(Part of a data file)
......

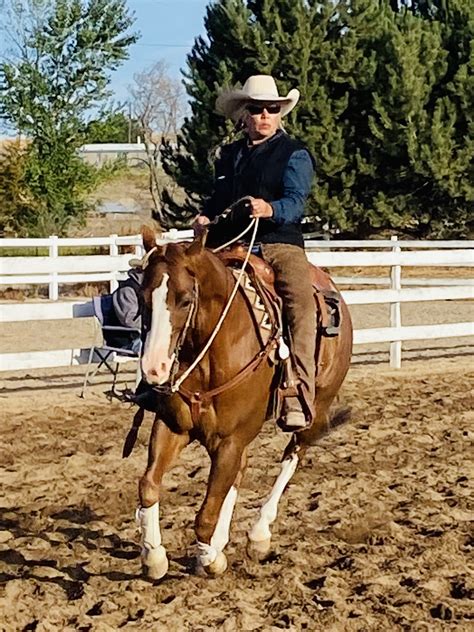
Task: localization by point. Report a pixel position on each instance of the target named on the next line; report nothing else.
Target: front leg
(163, 450)
(214, 518)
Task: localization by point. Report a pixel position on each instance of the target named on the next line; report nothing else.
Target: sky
(168, 29)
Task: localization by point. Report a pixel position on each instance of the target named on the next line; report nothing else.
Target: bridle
(175, 382)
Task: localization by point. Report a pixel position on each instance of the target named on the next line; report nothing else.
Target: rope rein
(205, 349)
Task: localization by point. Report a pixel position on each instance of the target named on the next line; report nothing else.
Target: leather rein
(195, 399)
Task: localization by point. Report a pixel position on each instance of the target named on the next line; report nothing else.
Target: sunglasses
(271, 108)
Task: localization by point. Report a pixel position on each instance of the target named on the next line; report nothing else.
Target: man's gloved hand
(200, 223)
(260, 208)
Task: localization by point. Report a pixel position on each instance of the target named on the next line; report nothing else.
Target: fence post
(53, 281)
(113, 252)
(395, 311)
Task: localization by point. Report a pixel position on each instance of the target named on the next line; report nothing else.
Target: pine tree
(386, 105)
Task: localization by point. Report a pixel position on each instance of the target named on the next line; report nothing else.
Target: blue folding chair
(113, 344)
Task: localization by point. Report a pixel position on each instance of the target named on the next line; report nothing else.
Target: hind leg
(164, 448)
(259, 537)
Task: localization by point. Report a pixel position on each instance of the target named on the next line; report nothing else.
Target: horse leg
(228, 464)
(259, 537)
(164, 448)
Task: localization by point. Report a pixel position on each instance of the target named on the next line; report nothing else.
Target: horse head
(170, 294)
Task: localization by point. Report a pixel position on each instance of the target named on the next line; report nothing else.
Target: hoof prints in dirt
(373, 533)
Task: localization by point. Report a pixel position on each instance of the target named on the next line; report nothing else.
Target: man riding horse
(274, 171)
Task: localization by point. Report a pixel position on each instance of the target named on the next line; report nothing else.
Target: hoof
(258, 550)
(218, 566)
(154, 563)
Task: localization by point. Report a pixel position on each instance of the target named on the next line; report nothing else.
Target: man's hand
(260, 208)
(200, 223)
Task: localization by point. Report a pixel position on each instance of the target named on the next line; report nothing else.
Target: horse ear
(198, 244)
(149, 238)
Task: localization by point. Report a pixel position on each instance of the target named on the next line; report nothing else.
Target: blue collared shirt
(297, 180)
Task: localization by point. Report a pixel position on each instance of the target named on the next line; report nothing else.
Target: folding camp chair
(112, 343)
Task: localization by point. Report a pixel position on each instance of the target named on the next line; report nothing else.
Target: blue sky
(168, 29)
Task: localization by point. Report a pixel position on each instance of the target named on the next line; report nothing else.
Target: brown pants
(292, 282)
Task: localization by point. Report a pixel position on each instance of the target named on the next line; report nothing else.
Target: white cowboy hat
(256, 88)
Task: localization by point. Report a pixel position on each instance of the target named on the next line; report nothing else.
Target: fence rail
(57, 269)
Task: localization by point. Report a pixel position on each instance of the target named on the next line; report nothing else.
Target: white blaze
(156, 360)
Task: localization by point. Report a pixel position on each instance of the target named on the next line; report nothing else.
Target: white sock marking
(148, 519)
(261, 530)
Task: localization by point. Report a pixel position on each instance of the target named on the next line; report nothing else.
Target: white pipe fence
(57, 269)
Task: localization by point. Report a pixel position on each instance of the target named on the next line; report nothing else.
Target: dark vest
(257, 171)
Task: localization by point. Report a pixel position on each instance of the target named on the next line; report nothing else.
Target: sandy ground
(373, 532)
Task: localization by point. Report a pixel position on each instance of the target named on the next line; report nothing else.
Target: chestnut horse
(224, 400)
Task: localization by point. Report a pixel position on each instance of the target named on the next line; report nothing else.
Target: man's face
(262, 120)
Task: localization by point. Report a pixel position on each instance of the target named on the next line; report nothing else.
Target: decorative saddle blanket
(259, 290)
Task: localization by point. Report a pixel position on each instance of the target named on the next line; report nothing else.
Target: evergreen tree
(67, 49)
(386, 105)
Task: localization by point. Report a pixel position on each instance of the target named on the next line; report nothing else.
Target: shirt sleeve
(297, 179)
(126, 307)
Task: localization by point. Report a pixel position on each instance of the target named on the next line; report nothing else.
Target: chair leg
(117, 368)
(84, 386)
(138, 375)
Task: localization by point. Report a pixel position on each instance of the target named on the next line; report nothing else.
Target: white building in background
(99, 153)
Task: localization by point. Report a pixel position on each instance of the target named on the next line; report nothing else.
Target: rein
(175, 387)
(196, 398)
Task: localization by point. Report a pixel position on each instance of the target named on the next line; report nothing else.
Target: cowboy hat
(256, 88)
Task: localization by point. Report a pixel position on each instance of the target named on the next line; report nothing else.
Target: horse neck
(215, 283)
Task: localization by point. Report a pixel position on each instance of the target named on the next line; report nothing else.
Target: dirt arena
(372, 535)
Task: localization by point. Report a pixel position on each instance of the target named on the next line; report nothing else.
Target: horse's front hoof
(258, 550)
(218, 566)
(155, 563)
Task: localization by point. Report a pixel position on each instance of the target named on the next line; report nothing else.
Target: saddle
(260, 278)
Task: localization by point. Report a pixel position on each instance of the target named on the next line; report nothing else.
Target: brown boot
(293, 418)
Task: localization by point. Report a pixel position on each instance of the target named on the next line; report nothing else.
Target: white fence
(55, 270)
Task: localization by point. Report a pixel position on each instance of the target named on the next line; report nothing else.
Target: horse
(214, 384)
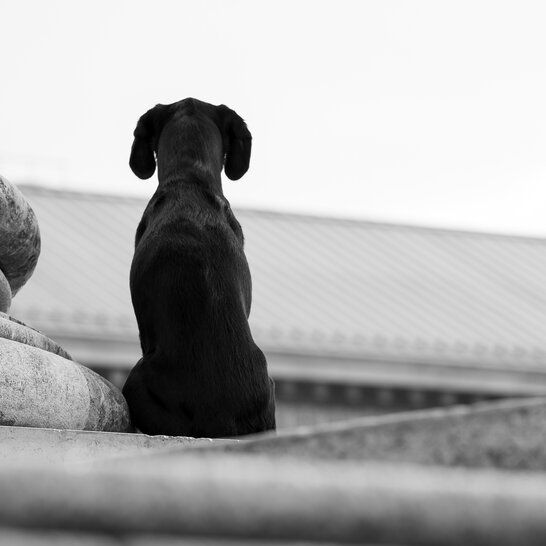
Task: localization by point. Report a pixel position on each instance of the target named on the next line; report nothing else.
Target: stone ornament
(19, 237)
(42, 389)
(5, 293)
(40, 384)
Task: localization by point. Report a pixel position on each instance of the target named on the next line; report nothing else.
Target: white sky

......

* _REQUEST_:
Gather every line of the items above that contains the word "brown", and copy each one out. Case counts.

* _SOLUTION TO THE PROBLEM_:
Target: brown pants
Target: brown boot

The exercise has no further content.